*Extrait choisi*.
——

Les faucons républicains pourront compter sur les sénateurs démocrates pour amplifier leurs critiques. « Le terme conflit d'intérêts ne peut même pas décrire le réseau suspect d'intérêts commerciaux et bancaires que Tillerson et son entreprise Exxon partagent avec Vladimir Poutine et les sociétés pétrolières russes », a dénoncé le sénateur du New Jersey Bob Menendez, tout en déplorant le manque d'expérience de l'homme d'affaires en matière diplomatique.

À la tête d'Exxon, Tillerson a conclu des ententes évaluées à plusieurs centaines de milliards de dollars avec des sociétés pétrolières russes, ententes qui sont aujourd'hui bloquées en raison des sanctions contre la Russie. À titre de secrétaire d'État, il pourrait contribuer à éliminer ces sanctions et à enrichir la société pour laquelle il travaille depuis plus de 40 ans. Ce conflit d'intérêts ne trouble pas seulement les démocrates.

——

Relevez mot pour mot le passage de l'extrait sur Tillerson et Exxon, de « Les faucons républicains » à « seulement les démocrates. ». Ce matériel vient d'une autre source que l'extrait.

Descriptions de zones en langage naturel
——

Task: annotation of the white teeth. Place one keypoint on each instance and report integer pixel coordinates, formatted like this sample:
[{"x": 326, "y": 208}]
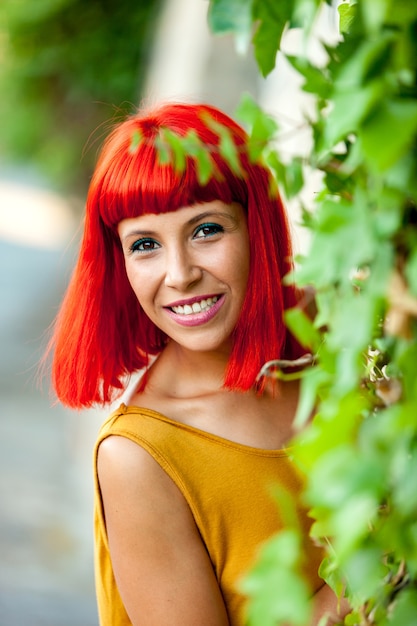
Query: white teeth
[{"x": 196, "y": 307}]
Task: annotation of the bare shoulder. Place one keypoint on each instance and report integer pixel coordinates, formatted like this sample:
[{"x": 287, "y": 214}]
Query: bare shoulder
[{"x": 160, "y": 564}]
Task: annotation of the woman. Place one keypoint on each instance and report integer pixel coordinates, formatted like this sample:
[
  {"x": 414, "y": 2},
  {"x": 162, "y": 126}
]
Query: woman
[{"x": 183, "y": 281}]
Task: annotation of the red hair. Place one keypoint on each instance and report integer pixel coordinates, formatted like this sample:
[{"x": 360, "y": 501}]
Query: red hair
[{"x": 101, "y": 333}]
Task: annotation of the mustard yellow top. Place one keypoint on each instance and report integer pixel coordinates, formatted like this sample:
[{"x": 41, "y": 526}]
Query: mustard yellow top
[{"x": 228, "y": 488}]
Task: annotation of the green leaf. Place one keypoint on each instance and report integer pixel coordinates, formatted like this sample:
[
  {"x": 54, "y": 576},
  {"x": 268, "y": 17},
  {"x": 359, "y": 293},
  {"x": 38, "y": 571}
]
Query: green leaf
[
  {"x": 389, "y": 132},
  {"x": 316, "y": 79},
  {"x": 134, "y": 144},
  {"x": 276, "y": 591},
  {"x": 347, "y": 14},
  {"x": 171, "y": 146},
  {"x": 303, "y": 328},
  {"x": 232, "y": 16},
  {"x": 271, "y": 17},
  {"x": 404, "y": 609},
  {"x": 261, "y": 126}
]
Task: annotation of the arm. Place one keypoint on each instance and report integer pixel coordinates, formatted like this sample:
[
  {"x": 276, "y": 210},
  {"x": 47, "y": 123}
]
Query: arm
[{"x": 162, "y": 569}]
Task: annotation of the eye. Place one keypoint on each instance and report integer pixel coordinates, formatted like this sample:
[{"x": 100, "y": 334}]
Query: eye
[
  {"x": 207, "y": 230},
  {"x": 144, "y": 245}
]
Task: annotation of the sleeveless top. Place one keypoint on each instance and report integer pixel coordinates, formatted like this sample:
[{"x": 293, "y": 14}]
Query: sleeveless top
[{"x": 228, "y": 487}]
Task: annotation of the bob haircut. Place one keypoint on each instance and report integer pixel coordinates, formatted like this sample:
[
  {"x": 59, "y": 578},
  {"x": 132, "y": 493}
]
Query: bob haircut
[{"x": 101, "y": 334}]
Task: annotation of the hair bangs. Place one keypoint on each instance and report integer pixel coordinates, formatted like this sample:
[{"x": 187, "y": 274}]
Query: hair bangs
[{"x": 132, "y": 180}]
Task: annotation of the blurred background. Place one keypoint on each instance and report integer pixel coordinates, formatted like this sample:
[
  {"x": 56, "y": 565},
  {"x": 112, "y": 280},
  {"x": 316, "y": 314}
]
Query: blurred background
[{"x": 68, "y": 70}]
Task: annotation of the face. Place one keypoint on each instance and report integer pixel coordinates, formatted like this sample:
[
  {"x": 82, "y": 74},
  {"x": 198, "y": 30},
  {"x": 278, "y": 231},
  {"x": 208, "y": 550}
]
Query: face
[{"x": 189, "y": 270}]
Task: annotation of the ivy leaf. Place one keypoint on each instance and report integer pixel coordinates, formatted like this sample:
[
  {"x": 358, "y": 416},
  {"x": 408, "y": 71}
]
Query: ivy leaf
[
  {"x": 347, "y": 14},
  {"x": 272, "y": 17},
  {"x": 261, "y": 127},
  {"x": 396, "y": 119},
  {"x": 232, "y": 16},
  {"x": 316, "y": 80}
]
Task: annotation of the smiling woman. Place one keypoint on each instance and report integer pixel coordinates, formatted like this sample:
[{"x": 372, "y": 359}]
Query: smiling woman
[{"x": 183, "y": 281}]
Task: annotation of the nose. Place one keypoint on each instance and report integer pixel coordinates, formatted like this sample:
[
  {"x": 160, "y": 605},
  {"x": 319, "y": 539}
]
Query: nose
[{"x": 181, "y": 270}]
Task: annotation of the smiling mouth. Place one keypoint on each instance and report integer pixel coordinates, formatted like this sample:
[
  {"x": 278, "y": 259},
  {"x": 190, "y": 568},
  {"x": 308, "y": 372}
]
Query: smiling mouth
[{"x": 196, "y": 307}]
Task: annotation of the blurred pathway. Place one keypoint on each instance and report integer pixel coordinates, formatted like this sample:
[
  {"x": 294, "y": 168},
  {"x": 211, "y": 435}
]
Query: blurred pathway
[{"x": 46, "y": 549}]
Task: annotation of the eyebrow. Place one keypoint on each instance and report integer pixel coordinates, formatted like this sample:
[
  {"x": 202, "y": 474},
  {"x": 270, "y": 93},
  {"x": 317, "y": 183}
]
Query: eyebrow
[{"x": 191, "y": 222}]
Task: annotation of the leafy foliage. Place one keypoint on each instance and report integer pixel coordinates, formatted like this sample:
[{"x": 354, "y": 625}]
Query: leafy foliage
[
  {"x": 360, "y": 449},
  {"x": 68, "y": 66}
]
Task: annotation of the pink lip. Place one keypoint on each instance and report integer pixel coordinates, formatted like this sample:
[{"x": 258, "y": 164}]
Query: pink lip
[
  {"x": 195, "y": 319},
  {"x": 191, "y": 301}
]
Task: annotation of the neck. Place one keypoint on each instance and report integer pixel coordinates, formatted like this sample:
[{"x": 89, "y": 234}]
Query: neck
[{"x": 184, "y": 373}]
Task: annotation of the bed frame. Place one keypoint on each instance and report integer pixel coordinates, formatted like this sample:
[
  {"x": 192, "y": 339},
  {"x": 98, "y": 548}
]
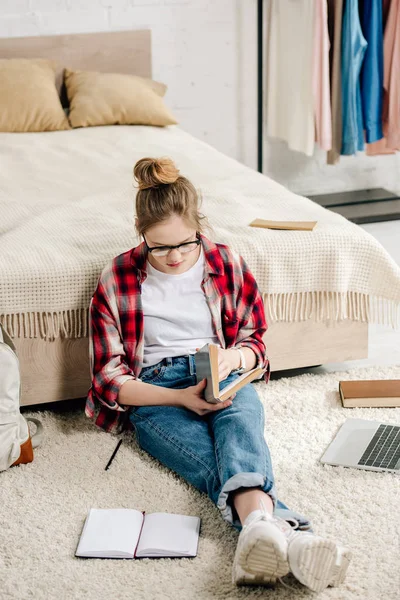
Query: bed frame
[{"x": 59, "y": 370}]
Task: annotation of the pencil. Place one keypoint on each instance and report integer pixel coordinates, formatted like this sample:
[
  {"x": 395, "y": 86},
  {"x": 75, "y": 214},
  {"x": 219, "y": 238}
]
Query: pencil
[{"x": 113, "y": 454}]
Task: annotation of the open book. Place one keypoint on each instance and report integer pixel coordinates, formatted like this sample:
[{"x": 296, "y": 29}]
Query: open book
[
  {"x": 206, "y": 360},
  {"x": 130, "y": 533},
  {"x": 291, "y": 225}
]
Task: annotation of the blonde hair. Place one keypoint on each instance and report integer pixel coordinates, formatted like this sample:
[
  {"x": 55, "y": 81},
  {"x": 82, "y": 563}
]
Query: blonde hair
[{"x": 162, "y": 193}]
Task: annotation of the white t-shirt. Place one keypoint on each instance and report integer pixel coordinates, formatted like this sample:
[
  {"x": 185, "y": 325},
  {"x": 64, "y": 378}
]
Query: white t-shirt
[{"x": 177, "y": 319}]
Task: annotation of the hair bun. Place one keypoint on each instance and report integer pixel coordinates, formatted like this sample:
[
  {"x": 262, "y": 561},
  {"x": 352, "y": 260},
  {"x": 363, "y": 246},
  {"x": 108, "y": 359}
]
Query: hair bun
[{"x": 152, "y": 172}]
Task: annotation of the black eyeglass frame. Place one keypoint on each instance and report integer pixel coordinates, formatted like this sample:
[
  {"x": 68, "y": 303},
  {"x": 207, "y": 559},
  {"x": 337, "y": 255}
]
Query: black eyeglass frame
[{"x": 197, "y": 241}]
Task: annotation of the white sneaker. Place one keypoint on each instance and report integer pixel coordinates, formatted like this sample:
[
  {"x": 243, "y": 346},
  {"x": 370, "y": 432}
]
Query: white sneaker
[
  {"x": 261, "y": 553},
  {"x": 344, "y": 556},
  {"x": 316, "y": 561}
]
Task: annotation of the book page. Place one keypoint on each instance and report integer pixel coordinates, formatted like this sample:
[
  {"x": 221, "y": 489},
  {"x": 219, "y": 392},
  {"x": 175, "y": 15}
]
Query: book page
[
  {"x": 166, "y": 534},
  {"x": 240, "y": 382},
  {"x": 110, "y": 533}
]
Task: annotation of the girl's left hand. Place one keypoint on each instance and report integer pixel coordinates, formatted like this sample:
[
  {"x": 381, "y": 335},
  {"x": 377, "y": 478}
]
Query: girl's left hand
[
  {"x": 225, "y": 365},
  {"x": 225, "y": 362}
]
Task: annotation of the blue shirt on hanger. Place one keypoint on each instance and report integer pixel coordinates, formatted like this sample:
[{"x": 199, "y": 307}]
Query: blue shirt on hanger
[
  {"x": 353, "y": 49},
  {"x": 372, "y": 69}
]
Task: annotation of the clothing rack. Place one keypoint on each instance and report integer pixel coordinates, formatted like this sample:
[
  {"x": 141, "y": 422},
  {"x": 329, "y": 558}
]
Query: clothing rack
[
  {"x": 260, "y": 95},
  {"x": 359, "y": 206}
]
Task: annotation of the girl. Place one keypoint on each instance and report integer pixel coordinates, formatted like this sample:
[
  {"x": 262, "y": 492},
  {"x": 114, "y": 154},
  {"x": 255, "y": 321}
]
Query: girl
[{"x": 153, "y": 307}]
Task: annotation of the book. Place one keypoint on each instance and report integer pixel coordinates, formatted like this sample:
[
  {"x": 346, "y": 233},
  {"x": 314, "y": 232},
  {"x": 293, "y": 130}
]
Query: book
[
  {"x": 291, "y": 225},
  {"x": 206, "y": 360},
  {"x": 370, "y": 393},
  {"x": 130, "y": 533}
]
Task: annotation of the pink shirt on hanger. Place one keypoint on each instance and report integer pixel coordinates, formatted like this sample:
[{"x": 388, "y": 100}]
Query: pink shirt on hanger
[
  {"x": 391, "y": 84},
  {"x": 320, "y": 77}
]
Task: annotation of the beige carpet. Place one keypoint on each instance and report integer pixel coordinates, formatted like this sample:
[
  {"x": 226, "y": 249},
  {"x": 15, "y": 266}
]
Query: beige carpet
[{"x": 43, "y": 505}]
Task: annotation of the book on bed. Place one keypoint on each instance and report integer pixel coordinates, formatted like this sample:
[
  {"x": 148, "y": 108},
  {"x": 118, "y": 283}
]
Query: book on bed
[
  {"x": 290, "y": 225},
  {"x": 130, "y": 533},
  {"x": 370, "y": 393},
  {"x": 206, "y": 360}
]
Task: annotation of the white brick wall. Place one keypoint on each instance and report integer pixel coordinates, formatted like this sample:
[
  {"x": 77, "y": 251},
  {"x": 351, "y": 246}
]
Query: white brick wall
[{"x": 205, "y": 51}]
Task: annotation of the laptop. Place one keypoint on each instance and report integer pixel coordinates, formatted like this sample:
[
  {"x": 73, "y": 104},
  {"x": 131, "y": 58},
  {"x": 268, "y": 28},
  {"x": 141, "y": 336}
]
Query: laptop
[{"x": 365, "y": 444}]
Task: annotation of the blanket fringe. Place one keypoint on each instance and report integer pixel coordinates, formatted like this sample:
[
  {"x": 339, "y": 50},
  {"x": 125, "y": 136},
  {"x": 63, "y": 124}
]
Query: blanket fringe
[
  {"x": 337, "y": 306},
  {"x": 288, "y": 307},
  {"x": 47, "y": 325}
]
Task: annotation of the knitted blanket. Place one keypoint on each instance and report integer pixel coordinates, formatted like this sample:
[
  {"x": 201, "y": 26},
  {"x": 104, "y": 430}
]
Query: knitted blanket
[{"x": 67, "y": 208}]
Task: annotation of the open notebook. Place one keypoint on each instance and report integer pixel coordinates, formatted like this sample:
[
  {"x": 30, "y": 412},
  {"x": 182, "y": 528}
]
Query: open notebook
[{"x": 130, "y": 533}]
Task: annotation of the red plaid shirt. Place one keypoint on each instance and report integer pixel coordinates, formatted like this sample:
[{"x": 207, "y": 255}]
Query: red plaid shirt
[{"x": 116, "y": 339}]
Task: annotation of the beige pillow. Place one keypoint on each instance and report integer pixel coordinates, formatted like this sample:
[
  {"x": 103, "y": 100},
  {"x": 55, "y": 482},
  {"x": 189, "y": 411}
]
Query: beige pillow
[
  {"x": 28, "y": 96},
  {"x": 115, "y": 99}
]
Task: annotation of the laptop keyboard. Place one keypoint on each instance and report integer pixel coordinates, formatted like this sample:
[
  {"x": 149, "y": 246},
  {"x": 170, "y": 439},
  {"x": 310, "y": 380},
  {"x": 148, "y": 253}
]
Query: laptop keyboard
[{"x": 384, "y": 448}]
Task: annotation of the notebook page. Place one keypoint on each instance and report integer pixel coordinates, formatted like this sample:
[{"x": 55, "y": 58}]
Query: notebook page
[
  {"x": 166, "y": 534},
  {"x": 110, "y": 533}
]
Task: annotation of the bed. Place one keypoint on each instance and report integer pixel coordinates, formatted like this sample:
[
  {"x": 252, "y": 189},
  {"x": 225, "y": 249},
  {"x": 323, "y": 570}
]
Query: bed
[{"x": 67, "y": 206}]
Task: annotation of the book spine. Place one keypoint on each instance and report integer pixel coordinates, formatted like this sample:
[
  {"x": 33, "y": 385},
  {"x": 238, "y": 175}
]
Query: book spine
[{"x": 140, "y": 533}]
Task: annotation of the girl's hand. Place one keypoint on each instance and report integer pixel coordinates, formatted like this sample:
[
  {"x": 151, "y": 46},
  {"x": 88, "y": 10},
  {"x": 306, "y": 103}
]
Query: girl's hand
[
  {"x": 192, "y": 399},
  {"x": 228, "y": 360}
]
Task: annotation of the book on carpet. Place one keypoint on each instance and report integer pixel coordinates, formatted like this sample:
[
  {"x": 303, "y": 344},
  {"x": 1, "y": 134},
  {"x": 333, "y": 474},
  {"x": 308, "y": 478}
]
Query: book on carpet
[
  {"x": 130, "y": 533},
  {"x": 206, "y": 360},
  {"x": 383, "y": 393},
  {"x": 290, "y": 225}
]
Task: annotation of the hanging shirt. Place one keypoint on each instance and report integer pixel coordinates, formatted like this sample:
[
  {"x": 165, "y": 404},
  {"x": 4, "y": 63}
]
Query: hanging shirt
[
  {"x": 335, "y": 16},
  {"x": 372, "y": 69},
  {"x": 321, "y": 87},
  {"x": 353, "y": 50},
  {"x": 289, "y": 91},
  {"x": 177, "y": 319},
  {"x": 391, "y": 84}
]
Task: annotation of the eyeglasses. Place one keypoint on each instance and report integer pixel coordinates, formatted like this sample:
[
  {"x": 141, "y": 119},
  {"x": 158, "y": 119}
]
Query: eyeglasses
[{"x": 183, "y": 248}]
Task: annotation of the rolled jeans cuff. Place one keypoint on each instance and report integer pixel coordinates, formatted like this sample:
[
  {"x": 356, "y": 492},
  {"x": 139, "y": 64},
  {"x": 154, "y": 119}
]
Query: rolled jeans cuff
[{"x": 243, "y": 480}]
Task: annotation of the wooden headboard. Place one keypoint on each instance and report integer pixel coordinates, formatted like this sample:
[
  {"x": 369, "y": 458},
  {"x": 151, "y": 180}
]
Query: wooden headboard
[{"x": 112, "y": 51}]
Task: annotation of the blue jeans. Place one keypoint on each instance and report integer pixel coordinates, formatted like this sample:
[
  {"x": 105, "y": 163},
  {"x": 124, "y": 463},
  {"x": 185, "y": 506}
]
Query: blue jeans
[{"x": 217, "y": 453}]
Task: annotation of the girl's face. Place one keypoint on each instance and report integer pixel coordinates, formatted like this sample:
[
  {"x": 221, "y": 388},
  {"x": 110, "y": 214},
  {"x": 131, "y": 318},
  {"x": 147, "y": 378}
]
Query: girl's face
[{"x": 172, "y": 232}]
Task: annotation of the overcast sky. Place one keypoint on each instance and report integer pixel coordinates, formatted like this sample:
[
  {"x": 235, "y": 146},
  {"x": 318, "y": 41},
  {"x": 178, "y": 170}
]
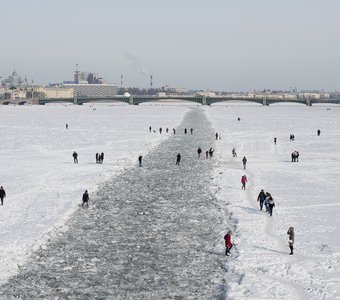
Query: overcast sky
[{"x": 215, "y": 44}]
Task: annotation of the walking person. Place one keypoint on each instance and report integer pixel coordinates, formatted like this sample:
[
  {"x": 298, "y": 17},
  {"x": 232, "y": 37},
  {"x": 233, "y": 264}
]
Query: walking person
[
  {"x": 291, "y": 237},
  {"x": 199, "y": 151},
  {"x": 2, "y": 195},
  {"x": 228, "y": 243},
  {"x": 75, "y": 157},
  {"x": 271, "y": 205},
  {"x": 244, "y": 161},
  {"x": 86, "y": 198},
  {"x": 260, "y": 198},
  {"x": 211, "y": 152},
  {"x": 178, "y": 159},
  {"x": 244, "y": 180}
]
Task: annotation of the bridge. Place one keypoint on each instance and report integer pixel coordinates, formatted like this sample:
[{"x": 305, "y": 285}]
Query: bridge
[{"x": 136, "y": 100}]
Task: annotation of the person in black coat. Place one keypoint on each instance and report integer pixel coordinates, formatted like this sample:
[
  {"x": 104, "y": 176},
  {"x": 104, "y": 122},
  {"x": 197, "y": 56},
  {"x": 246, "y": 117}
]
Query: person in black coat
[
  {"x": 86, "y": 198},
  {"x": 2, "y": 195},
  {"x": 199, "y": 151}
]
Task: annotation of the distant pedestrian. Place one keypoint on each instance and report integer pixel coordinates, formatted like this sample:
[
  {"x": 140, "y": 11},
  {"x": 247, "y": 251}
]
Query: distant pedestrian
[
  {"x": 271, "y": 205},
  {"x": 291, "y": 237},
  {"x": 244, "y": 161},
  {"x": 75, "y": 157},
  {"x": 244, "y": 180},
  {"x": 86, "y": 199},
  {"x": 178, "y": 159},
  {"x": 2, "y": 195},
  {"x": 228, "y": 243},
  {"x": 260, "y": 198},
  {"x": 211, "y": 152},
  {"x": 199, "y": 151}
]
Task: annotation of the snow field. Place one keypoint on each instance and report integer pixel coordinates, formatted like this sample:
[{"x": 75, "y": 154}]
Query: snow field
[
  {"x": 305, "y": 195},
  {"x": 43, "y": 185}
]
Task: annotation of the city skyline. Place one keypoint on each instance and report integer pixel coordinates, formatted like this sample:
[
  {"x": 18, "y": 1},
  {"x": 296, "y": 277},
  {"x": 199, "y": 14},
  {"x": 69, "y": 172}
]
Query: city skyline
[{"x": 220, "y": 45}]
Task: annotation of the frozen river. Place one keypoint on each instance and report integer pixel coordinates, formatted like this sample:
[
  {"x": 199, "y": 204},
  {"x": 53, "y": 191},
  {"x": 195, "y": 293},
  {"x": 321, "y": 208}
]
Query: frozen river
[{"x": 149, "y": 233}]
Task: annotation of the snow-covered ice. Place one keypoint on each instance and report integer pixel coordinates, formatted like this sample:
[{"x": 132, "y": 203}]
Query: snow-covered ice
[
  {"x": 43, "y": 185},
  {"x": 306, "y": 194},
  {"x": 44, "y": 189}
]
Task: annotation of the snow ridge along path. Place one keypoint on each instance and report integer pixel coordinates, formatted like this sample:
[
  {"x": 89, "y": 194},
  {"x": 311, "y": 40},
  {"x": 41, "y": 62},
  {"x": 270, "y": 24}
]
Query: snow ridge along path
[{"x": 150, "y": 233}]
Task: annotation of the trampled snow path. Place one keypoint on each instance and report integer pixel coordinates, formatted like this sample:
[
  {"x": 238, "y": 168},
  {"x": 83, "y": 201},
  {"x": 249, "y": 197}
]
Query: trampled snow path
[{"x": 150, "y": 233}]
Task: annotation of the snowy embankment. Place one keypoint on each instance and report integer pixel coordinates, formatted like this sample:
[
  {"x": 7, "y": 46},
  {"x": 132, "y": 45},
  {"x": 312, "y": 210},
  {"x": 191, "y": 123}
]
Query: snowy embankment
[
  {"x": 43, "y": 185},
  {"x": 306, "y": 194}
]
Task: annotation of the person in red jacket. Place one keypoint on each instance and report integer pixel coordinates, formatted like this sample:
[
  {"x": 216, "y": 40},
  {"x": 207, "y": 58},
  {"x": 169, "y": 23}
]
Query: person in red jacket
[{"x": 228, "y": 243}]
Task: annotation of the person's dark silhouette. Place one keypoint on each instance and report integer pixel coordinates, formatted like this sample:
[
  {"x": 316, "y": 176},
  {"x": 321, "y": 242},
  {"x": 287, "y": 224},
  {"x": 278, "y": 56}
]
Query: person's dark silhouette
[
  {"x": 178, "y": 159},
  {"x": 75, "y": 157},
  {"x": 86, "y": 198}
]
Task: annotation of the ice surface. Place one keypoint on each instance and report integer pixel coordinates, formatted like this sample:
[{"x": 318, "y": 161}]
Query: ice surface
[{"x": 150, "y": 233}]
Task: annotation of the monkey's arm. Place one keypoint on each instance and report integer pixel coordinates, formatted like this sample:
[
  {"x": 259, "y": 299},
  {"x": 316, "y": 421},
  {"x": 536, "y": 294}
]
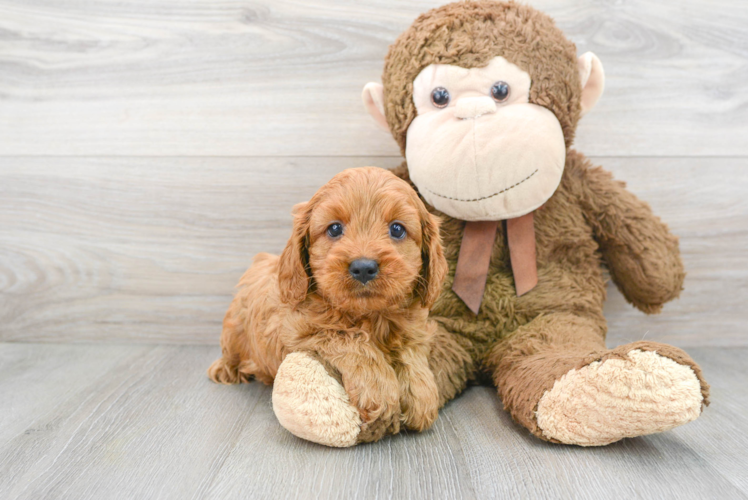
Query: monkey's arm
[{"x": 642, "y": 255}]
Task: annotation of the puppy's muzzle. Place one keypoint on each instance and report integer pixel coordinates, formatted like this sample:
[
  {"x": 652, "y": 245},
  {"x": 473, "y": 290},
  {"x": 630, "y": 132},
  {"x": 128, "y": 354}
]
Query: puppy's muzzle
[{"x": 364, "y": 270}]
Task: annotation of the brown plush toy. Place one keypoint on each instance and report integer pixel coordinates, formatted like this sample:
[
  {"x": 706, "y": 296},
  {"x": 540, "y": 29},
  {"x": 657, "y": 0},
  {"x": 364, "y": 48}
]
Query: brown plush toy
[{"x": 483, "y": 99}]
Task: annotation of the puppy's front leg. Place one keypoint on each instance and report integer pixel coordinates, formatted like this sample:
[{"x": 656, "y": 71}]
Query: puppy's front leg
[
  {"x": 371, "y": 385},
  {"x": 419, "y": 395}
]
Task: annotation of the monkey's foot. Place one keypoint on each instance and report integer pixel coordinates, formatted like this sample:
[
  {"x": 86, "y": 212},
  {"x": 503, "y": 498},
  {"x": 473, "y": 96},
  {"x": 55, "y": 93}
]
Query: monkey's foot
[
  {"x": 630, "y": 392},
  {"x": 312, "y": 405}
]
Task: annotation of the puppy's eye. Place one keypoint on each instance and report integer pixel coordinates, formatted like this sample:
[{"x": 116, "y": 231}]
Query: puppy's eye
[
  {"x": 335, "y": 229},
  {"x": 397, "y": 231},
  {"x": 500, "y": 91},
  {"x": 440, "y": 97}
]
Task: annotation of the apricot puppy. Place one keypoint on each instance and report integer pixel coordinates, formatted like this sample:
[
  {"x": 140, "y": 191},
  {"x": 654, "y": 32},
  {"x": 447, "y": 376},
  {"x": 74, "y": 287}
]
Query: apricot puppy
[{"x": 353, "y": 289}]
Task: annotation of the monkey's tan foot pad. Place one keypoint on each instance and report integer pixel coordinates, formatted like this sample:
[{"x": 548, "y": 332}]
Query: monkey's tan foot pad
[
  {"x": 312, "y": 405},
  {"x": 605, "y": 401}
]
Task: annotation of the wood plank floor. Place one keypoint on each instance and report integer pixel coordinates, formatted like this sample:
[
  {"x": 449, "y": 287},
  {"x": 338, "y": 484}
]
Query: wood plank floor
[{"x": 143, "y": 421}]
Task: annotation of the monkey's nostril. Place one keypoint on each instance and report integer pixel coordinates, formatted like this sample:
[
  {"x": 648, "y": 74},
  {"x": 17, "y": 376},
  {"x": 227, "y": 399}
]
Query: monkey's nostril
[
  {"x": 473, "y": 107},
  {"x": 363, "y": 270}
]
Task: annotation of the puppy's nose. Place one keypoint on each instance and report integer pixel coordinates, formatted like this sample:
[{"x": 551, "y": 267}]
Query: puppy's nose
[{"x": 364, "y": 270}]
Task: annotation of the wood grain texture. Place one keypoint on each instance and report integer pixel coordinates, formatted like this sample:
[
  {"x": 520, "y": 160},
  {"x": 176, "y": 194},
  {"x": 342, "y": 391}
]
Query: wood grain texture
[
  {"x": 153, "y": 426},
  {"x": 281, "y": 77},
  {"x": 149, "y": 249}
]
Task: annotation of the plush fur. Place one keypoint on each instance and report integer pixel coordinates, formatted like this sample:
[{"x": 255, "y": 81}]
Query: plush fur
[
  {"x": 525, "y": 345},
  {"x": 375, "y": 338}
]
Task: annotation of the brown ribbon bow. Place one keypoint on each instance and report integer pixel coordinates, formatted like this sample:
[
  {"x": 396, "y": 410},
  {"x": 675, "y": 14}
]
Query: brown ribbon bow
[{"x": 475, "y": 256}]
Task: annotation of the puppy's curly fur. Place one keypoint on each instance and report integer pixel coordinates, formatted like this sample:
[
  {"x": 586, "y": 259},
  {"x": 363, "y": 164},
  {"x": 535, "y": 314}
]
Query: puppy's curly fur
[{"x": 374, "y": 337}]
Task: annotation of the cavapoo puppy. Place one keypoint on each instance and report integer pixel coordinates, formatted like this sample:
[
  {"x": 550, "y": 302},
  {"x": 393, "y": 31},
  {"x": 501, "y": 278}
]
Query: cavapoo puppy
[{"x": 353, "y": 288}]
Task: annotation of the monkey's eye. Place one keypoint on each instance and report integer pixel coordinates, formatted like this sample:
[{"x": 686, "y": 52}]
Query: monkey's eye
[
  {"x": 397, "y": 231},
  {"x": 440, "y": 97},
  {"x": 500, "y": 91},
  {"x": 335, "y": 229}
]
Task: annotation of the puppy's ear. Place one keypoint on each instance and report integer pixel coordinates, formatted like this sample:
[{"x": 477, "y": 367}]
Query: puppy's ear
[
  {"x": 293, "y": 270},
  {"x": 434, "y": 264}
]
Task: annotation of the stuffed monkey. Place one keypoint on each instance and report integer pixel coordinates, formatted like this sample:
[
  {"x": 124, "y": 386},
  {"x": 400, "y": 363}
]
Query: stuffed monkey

——

*Réponse attendue*.
Les faucons républicains pourront compter sur les sénateurs démocrates pour amplifier leurs critiques. « Le terme conflit d'intérêts ne peut même pas décrire le réseau suspect d'intérêts commerciaux et bancaires que Tillerson et son entreprise Exxon partagent avec Vladimir Poutine et les sociétés pétrolières russes », a dénoncé le sénateur du New Jersey Bob Menendez, tout en déplorant le manque d'expérience de l'homme d'affaires en matière diplomatique.

À la tête d'Exxon, Tillerson a conclu des ententes évaluées à plusieurs centaines de milliards de dollars avec des sociétés pétrolières russes, ententes qui sont aujourd'hui bloquées en raison des sanctions contre la Russie. À titre de secrétaire d'État, il pourrait contribuer à éliminer ces sanctions et à enrichir la société pour laquelle il travaille depuis plus de 40 ans. Ce conflit d'intérêts ne trouble pas seulement les démocrates.